» **Study text**:

********

- Historic Sites
The City Of The Living God
From a long-obscure life of Cortés, written by his own secretary, comes a narrative of the incredible splendors of Moctezuma’s Axtec capital
April 1964 | Volume 15, Issue 3
The plates, bowls, cups, pitchers, and the rest of the service were of very good pottery, as good as that of Spain, and were never used for more than one of the king’s meals. He also had a large number of gold and silver vessels, which he seldom used, because to use them more than once would seem a low thing to do. Some have said that Moctezuma cooked and ate babies, but the only human flesh he ate was that of sacrificed men, and this not commonly. When the table linen was removed, the men and women, who were still standing, would approach to offer him water for his hands, which they did with equal respect, and then retired to their own chambers to eat with the others, as they all did, save only the gentlemen and pages who were on duty.
While Moctezuma was still seated and the table had been taken away and the people departed, the merchants entered, barefoot, for all removed their shoes upon entering the palace, save only great lords such as those of Texcoco and Tacuba, and a few of his kinsmen and friends. All came very poorly dressed: if they were lords or great men, and it was cold, they wore old blankets, coarse and tattered, over their fine new mantles. They bowed three times, but did not look him in the face, and spoke humbly, always facing him. He answered them with great dignity, in a low voice and few words. He did not always speak or answer them, whereupon they would leave, walking backward.

********

» **Provided records**:

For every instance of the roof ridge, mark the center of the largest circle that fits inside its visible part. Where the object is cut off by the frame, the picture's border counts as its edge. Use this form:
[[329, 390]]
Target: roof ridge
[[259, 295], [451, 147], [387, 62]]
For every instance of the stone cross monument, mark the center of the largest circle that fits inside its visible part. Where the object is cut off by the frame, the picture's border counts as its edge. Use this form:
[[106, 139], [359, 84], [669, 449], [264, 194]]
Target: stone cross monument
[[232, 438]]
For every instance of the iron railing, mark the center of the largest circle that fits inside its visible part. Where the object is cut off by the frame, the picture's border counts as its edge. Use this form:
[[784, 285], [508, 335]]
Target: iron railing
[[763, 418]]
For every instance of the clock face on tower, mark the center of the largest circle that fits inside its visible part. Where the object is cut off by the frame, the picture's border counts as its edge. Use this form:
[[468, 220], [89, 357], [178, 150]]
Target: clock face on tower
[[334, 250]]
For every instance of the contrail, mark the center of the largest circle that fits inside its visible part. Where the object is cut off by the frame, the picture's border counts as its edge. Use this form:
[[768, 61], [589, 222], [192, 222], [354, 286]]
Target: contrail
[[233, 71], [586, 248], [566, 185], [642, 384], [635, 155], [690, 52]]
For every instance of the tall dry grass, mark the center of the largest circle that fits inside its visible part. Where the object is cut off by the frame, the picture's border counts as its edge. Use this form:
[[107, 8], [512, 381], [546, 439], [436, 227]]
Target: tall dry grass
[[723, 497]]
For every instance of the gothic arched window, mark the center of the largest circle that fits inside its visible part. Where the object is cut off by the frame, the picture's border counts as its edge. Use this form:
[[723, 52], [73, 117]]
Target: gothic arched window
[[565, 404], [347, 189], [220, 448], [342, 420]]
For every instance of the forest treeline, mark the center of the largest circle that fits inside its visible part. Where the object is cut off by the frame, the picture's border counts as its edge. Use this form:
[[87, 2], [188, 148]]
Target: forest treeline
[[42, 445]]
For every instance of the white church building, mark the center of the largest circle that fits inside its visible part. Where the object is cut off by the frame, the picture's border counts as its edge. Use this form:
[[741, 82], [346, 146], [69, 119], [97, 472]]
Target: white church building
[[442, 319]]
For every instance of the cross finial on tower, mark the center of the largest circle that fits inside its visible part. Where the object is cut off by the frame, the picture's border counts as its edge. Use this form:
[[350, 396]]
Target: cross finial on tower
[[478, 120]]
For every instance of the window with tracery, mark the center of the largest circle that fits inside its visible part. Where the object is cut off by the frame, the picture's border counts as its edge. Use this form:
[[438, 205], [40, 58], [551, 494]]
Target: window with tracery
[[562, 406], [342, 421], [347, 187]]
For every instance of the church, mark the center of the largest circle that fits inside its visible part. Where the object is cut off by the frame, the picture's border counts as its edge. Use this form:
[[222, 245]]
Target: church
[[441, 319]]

********

» **Task requirements**: Reproduce, word for word, everything in the passage on Moctezuma's court from "While Moctezuma was" down to "leave, walking backward.".

» **Answer section**:
While Moctezuma was still seated and the table had been taken away and the people departed, the merchants entered, barefoot, for all removed their shoes upon entering the palace, save only great lords such as those of Texcoco and Tacuba, and a few of his kinsmen and friends. All came very poorly dressed: if they were lords or great men, and it was cold, they wore old blankets, coarse and tattered, over their fine new mantles. They bowed three times, but did not look him in the face, and spoke humbly, always facing him. He answered them with great dignity, in a low voice and few words. He did not always speak or answer them, whereupon they would leave, walking backward.